Believe the data: Important Safra Lab Research results

In my capacity as director of the Edmond J. Safra Center for Ethics, which runs a Lab studying “institutional corruption,” I am incredibly happy to report this very significant finding in a study we helped to support. 

A string of researchers (Aaron S. Kesselheim, M.D., J.D., M.P.H., Christopher T. Robertson, Ph.D., J.D., Jessica A. Myers, Ph.D., Susannah L. Rose, Ph.D., Victoria Gillet, B.A., Kathryn M. Ross, M.B.E., Robert J. Glynn, Ph.D., Steven Joffe, M.D., and Jerry Avorn, M.D.) ran tests to determine whether researchers discount research based upon whether it was funded by industry.

The conclusion published today in the New England Journal of Medicine is: they do — regardless of the merit of the underlying research. That is, regardless of how rigorous the underlying work is, the fact it has industry funding leads doctors to be less confident about the results.

▸ **Data section**:
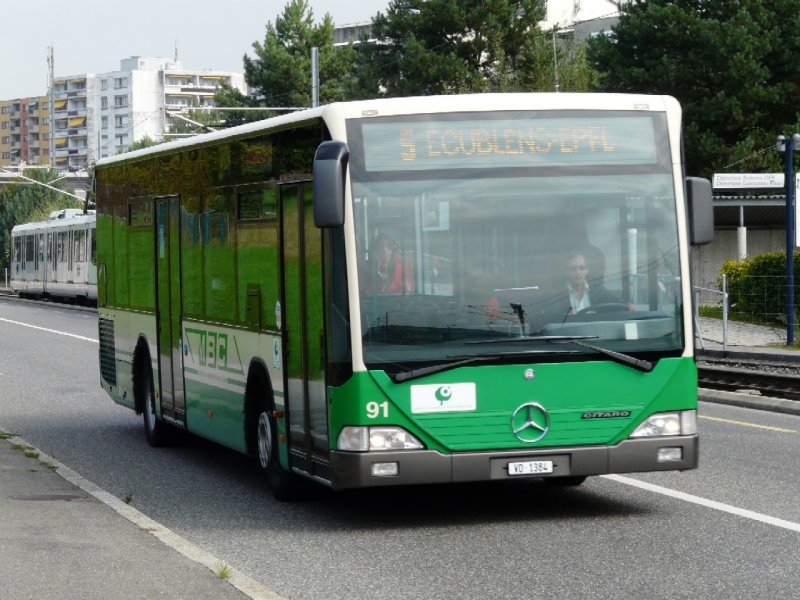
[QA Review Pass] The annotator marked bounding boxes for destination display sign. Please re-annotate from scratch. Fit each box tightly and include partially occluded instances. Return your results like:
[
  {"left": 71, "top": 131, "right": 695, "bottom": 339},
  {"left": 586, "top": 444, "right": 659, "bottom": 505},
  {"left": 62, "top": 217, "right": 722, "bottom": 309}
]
[{"left": 362, "top": 115, "right": 657, "bottom": 172}]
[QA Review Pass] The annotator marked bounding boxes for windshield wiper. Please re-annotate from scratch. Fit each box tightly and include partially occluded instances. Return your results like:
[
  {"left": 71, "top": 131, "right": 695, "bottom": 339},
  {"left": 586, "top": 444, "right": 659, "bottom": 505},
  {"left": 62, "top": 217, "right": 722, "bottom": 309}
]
[
  {"left": 549, "top": 335, "right": 655, "bottom": 373},
  {"left": 392, "top": 350, "right": 543, "bottom": 383},
  {"left": 467, "top": 335, "right": 654, "bottom": 373}
]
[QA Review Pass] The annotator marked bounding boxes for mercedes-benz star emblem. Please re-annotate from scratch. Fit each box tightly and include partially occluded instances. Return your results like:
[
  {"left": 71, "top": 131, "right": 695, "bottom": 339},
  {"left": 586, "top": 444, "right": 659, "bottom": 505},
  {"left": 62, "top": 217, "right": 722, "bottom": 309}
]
[{"left": 511, "top": 402, "right": 550, "bottom": 444}]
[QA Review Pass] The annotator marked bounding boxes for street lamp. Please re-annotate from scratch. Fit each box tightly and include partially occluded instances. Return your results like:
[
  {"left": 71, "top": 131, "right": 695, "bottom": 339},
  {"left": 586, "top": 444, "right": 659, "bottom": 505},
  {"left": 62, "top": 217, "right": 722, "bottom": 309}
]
[{"left": 775, "top": 133, "right": 800, "bottom": 346}]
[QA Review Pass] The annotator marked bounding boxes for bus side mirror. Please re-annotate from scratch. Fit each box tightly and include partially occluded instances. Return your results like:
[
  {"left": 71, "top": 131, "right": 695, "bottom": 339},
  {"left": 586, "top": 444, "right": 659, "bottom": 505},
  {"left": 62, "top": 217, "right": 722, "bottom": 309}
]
[
  {"left": 686, "top": 177, "right": 714, "bottom": 246},
  {"left": 313, "top": 141, "right": 350, "bottom": 229}
]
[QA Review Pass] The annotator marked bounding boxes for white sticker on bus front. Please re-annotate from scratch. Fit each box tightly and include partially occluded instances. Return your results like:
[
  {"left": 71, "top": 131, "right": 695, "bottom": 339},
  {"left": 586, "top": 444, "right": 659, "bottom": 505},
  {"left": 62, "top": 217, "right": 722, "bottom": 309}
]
[{"left": 411, "top": 383, "right": 477, "bottom": 413}]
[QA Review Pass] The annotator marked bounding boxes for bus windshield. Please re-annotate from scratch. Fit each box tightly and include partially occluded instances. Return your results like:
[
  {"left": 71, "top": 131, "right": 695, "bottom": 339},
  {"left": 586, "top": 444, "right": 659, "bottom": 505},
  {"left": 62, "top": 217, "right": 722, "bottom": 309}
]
[{"left": 348, "top": 111, "right": 684, "bottom": 371}]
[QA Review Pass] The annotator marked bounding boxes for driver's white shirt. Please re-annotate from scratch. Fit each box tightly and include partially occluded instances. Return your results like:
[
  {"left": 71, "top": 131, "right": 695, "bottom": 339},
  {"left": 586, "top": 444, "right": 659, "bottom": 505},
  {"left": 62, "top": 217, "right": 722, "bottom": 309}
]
[{"left": 567, "top": 283, "right": 592, "bottom": 312}]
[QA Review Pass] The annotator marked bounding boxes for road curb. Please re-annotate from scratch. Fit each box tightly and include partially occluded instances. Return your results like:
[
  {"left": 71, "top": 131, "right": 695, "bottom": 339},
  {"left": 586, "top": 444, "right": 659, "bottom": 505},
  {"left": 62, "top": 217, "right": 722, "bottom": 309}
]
[
  {"left": 0, "top": 427, "right": 285, "bottom": 600},
  {"left": 697, "top": 388, "right": 800, "bottom": 415}
]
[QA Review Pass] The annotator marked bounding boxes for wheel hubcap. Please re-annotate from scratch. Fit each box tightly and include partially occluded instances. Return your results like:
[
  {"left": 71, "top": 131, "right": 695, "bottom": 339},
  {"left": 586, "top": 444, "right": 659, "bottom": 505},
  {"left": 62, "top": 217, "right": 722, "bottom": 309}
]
[
  {"left": 258, "top": 412, "right": 272, "bottom": 469},
  {"left": 144, "top": 381, "right": 156, "bottom": 431}
]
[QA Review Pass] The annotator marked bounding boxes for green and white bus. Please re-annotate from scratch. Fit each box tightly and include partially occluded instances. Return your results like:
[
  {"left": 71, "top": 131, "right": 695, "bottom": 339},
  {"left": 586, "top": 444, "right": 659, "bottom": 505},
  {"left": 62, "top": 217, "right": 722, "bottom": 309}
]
[{"left": 96, "top": 94, "right": 713, "bottom": 498}]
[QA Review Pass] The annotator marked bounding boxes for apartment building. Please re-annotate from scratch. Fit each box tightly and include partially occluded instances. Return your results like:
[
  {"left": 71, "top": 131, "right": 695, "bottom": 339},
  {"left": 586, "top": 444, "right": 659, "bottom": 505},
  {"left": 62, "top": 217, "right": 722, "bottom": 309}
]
[
  {"left": 53, "top": 56, "right": 247, "bottom": 169},
  {"left": 0, "top": 96, "right": 50, "bottom": 167}
]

▸ **What the task requires**:
Do these statements agree with the text on the Safra Lab research results? Answer yes or no for each, quoting the deciding words. (a) The finding appeared in the New England Journal of Medicine. (b) Doctors discounted industry-funded results only when the underlying work was less rigorous. (c) The writer is director of the Edmond J. Safra Center for Ethics.

▸ **Response for this exercise**:
(a) Yes: "The conclusion published today in the New England Journal of Medicine is: they do"
(b) No: "regardless of how rigorous the underlying work is, the fact it has industry funding leads doctors to be less confident about the results"
(c) Yes: "In my capacity as director of the Edmond J. Safra Center for Ethics"